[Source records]
....

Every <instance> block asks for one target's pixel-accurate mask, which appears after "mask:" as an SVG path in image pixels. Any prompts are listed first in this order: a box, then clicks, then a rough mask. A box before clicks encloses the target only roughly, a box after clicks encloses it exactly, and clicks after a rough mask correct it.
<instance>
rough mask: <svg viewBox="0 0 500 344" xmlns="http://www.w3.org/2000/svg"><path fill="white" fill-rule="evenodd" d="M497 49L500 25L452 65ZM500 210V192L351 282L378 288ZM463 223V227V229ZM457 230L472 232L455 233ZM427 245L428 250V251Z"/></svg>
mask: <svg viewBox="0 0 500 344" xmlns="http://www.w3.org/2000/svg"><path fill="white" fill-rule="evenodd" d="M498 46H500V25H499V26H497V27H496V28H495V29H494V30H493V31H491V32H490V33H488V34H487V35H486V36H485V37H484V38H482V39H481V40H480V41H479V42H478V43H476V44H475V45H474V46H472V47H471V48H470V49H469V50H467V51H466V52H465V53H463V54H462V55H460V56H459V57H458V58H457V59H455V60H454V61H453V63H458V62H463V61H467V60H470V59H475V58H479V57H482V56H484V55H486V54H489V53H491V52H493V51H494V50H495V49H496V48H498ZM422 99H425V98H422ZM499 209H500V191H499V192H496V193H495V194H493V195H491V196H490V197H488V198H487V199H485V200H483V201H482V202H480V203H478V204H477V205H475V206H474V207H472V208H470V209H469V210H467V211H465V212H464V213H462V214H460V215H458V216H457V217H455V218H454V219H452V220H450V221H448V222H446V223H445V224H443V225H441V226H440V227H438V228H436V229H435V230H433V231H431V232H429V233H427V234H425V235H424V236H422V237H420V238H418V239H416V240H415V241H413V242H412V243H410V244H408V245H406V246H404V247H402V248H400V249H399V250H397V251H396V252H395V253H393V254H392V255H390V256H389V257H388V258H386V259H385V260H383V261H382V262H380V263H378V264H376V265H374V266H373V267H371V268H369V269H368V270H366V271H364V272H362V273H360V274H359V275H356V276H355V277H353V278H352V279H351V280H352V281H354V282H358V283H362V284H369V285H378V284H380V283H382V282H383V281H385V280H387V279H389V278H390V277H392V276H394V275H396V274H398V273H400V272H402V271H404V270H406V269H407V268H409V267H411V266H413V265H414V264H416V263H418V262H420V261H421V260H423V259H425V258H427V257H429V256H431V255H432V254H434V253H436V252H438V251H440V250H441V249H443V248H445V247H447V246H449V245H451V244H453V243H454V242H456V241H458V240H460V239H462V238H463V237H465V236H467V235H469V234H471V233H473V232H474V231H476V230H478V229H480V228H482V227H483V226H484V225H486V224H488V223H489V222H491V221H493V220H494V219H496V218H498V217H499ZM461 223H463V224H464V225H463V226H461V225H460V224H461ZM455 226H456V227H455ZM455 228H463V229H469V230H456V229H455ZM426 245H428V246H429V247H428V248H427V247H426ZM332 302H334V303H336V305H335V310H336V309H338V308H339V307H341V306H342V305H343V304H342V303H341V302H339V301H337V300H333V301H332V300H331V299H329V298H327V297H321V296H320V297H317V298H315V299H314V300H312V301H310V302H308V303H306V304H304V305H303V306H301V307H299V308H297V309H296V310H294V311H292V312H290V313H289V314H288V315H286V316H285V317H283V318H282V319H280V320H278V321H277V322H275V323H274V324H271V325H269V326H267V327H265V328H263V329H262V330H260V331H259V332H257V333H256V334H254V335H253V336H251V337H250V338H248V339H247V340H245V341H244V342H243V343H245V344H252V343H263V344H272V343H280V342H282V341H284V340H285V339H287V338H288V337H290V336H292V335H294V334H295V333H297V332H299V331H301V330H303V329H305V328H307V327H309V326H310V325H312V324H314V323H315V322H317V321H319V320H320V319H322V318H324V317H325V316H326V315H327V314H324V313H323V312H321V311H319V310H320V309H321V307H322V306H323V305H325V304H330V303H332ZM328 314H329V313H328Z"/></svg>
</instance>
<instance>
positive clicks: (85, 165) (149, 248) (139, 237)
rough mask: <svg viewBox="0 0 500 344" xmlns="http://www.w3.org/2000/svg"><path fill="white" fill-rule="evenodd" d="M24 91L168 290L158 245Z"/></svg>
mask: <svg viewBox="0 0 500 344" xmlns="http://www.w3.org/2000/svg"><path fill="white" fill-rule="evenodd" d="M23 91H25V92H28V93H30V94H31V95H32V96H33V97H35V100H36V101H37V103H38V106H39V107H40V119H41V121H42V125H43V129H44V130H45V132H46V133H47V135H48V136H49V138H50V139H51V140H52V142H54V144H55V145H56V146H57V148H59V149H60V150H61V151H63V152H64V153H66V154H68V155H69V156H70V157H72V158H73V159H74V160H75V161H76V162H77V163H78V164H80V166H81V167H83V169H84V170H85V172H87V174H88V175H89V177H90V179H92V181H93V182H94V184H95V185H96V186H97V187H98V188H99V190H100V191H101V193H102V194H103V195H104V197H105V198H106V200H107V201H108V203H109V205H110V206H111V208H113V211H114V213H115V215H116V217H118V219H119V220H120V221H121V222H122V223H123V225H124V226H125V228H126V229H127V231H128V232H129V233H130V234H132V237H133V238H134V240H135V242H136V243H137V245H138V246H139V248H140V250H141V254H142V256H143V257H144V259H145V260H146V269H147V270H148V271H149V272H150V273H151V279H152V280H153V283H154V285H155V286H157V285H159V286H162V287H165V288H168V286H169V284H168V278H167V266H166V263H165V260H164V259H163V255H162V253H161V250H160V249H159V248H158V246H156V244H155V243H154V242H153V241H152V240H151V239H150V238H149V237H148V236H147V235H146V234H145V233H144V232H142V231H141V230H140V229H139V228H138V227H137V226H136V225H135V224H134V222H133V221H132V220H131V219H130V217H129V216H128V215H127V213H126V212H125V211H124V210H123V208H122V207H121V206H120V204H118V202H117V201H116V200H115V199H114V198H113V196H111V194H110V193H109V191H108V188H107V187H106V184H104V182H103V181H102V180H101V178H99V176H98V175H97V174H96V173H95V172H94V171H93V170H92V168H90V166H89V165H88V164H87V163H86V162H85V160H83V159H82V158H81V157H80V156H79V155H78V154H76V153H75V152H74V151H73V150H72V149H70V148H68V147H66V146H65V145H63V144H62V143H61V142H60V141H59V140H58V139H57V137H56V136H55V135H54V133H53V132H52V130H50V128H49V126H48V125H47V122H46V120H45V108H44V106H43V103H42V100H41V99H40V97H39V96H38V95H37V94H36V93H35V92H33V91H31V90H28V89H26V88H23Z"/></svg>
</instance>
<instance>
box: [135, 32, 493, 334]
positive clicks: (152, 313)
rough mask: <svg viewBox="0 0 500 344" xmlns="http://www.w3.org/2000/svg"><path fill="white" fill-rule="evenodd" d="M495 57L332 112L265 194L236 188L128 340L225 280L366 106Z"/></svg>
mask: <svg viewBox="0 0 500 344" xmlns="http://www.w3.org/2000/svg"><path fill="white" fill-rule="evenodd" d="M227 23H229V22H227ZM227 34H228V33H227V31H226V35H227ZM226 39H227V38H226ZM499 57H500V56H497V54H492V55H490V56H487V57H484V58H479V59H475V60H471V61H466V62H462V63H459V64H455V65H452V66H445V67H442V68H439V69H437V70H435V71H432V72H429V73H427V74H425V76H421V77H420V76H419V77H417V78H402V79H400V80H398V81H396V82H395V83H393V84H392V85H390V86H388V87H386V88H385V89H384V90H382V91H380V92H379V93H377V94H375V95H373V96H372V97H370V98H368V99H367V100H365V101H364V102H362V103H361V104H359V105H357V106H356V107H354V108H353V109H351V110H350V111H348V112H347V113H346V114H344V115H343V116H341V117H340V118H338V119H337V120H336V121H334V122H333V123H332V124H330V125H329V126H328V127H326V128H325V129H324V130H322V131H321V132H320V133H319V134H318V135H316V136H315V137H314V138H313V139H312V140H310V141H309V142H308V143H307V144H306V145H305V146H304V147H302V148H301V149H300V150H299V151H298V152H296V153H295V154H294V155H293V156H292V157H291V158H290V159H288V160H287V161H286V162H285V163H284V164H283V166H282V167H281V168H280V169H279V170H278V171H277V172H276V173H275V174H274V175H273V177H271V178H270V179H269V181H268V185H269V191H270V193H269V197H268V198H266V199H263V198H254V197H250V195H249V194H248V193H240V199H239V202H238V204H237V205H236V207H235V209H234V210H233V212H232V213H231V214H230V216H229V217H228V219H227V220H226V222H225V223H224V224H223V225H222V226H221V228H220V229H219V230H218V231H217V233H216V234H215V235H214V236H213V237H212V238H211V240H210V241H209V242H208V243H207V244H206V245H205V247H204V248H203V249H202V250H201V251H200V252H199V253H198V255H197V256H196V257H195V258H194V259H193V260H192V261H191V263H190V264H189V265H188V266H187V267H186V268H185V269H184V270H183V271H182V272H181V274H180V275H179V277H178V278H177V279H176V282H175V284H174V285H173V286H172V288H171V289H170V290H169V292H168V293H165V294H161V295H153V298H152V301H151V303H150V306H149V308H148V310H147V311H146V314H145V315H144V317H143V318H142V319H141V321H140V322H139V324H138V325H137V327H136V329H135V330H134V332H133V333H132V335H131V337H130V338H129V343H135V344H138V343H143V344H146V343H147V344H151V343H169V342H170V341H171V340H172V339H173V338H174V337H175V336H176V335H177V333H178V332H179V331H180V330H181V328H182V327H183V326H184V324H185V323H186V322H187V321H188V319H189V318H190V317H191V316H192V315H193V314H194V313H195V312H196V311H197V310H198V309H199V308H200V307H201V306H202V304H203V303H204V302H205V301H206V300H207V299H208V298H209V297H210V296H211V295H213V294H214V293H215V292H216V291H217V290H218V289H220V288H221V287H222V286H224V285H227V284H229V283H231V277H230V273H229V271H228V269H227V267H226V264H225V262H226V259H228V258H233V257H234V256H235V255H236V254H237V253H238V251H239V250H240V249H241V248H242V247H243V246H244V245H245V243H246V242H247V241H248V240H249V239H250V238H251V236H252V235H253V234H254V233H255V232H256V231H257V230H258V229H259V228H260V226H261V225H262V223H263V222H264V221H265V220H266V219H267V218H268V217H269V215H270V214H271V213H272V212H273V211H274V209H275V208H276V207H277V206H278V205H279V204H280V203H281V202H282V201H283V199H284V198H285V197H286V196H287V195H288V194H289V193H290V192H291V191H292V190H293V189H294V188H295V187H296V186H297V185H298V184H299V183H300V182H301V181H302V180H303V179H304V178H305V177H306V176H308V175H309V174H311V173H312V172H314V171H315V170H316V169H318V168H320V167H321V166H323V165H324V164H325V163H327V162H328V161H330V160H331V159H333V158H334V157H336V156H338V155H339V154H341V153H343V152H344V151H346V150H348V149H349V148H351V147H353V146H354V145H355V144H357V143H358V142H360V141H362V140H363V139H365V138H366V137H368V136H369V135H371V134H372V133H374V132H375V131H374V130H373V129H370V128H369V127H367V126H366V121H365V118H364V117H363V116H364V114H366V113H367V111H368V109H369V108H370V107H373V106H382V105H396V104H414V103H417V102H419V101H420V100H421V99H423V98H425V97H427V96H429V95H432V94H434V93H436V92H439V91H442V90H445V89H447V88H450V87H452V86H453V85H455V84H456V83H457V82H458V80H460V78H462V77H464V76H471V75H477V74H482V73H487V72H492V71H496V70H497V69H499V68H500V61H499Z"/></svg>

....

Return each line of the listing that contains the string "positive". Case counts.

positive clicks: (85, 165) (149, 248) (139, 237)
positive clicks: (152, 313)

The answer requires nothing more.